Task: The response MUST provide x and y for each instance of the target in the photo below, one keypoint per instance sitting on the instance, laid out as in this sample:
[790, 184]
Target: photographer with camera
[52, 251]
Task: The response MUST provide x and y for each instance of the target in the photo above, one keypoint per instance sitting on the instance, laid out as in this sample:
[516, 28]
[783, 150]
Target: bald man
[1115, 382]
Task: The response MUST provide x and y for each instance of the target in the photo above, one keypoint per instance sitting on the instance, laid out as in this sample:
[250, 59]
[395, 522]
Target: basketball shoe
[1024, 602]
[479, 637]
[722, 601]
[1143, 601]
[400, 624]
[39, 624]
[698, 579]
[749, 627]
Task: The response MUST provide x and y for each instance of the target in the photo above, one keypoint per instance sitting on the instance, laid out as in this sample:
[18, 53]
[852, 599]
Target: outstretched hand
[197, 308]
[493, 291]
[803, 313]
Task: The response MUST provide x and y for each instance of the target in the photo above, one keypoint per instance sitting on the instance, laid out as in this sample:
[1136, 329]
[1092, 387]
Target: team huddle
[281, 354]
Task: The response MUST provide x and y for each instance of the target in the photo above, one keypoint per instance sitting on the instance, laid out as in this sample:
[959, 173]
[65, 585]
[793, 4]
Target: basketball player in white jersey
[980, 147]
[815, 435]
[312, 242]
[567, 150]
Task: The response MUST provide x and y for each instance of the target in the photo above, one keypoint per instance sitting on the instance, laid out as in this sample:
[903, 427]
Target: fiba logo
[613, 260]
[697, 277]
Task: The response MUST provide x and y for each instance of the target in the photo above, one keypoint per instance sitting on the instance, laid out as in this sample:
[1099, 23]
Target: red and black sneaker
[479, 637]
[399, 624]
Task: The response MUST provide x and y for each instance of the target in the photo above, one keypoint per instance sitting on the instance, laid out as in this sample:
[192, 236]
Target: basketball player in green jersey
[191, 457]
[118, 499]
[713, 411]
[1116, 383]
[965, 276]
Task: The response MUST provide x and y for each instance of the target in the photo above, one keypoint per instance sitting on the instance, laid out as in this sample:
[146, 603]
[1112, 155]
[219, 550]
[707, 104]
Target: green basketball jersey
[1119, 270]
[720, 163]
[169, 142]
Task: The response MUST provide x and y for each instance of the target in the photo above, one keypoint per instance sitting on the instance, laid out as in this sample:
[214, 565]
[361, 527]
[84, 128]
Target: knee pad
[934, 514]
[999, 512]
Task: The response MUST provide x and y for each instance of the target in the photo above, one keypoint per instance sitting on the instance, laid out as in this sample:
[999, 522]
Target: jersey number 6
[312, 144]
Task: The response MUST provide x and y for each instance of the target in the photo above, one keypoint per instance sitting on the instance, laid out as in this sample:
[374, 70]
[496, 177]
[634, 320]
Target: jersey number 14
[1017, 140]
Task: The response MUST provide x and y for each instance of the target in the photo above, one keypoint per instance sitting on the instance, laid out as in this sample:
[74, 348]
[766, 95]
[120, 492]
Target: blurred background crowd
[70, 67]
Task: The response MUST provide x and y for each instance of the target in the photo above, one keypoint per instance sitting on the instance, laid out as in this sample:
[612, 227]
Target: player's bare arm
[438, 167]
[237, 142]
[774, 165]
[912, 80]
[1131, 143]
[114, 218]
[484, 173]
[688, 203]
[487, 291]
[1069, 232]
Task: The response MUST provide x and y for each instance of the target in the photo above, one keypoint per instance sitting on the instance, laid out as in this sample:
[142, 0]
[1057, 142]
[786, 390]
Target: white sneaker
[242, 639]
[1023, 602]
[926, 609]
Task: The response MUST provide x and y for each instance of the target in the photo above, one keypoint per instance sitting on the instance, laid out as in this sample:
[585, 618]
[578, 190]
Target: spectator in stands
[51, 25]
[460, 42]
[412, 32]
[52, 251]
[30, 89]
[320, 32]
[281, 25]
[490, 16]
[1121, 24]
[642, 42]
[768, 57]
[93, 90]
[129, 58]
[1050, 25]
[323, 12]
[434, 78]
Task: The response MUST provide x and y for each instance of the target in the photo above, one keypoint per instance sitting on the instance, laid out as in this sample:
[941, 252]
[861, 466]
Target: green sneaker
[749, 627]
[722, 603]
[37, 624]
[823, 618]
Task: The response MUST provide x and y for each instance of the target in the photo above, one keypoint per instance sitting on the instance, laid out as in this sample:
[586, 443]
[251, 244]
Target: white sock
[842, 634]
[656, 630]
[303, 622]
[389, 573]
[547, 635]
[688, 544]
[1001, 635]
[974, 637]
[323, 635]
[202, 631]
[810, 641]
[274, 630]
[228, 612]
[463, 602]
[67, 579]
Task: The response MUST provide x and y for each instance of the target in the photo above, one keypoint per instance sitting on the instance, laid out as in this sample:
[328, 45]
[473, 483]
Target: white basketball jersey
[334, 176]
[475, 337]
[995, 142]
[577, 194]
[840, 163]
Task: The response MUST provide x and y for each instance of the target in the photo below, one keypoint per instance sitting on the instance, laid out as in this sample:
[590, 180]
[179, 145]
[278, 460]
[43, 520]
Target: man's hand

:::::

**EXERCISE GOAL:** Repeat each entry above exactly as it appears.

**OUTPUT FOR THIS EXERCISE:**
Task: The response MUST provide x and y for each instance of the target in the photo below, one keypoint per instance sitting on the instance, laid out as in this sample:
[790, 184]
Target: photographer with camera
[52, 251]
Task: The response MUST provide x and y for each instance of the target in the photo above, one keypoint per instance sitting on the instance, laid out as in this sample:
[516, 28]
[783, 150]
Target: bald man
[1115, 382]
Task: The response MUST provide x and y for each instance of the target in the photo above, one keypoint per instance sitting on the instance, laid out as in this sample:
[250, 59]
[395, 522]
Target: basketball shoe
[1024, 602]
[479, 637]
[722, 601]
[1143, 601]
[400, 624]
[39, 624]
[698, 579]
[749, 627]
Task: The response MUST provide x and y for each instance of the target in the photo above, one keypoint per instance sitting on the instance, laid out as in this sample:
[18, 53]
[852, 599]
Target: outstretched hand
[197, 308]
[493, 291]
[803, 313]
Task: The response MUST provide x and y for each instance of the target in the photo above, one keypoint per instance sitting on the instance, laid out as in this sample:
[1136, 329]
[1092, 387]
Target: team huddle
[281, 354]
Task: The response MUST provide x and y for each instance of the target in the photo above, one keypoint per instance sitting on the instance, laid out as in this sample:
[959, 173]
[65, 585]
[793, 4]
Target: basketball player in white jersey
[980, 147]
[815, 435]
[312, 242]
[567, 150]
Task: The response MUST provide x and y for each instance of the target in the photo above, one keypoint per instance sitting on the instance, laid out as in this sample:
[903, 427]
Target: fiba logo
[613, 260]
[697, 277]
Task: The response MUST provide x and y for each instance of the target in the photo above, one keypoint per instance sitting on the instance, laid out as in this sample:
[1099, 23]
Target: red and black sneaker
[479, 637]
[399, 624]
Task: The response MUST provide x and y for each instance of the target in the photo above, one keypoint per instance sitting on the instance, laid out as in this sample:
[192, 236]
Target: basketball player in green jersey
[191, 457]
[118, 499]
[713, 411]
[1116, 383]
[965, 276]
Task: The response MUST provide x and y for each instance of the target in the photo above, one keypoint per instance sitting on the instance, laid out as in this sample:
[146, 603]
[1112, 155]
[219, 550]
[707, 104]
Target: green basketball jersey
[1119, 270]
[720, 163]
[169, 142]
Task: The response MUST provide x and y for each instance of the target in the photo above, one keypoint per instance sitting on the instance, laid out as in this sample:
[214, 565]
[361, 527]
[84, 128]
Target: knee pad
[934, 514]
[999, 512]
Task: The response MUST provide x and y for each instance of the target in the photo above, one keypoint per instance sitting on the instance, laid out as in this sample:
[999, 522]
Target: jersey number 6
[312, 144]
Task: The response MUST provide x and y for each instance of the target in the photo above, one keypoint per instance sitting on the instance, laid out as in this sample:
[374, 70]
[496, 177]
[634, 320]
Target: jersey number 14
[1017, 140]
Task: The response MUST provide x and y for each instance of the target in the photo above, one keypoint per instance sitting on the instance, laid out as in this sample:
[74, 348]
[766, 95]
[120, 492]
Target: blurred background crowd
[70, 67]
Task: The response MUST provide x and y for each instance of the target in the photo above, one keypoint per instance sitting on the instance, laid out as in this sample:
[612, 227]
Target: player's bare arm
[438, 167]
[237, 142]
[774, 165]
[912, 80]
[1131, 143]
[114, 218]
[484, 173]
[688, 203]
[487, 291]
[1069, 232]
Task: The response MUST provide x and y for each instance of the target in the photo above, one keypoint per instance sitting on the instance, laid out as in this sample:
[142, 0]
[1057, 142]
[786, 390]
Target: white sneaker
[242, 639]
[1023, 602]
[926, 609]
Task: The response MUST provide x and y for each instance of the target in the photo above, one keypoint per instance sitting on the instance, laid out as in this sample:
[585, 618]
[578, 190]
Target: spectator in stands
[51, 25]
[460, 42]
[412, 32]
[52, 251]
[30, 89]
[320, 32]
[281, 25]
[490, 16]
[1121, 24]
[642, 42]
[768, 57]
[93, 90]
[129, 58]
[1050, 25]
[323, 12]
[434, 78]
Task: The response MUST provide x and y for each instance of the target in the photo above, one keypoint per instance sitting on the instance, laid out as in this sample:
[941, 252]
[861, 466]
Target: green sneaker
[749, 627]
[722, 603]
[37, 624]
[823, 618]
Task: The response MUST provide x and y for each instance of the target in the photo above, one keypoint per instance sitting on the instance, laid out as in this sample:
[586, 443]
[251, 244]
Target: white sock
[842, 634]
[656, 630]
[303, 622]
[389, 573]
[547, 635]
[688, 544]
[1001, 635]
[974, 637]
[323, 635]
[202, 631]
[810, 641]
[274, 630]
[228, 612]
[463, 602]
[67, 579]
Task: The response MUST provide x and y for each instance of the target in the photo above, one keypoint per instance sitting on the instance, laid out as in this sample:
[328, 45]
[473, 483]
Target: white basketball jersey
[334, 176]
[475, 337]
[995, 142]
[577, 194]
[840, 163]
Task: The response MUST provide x and y for each instance of the target in the photo below, one keypoint per instance sitting on the instance, laid out as in this sample:
[590, 180]
[179, 145]
[278, 460]
[43, 520]
Target: man's hand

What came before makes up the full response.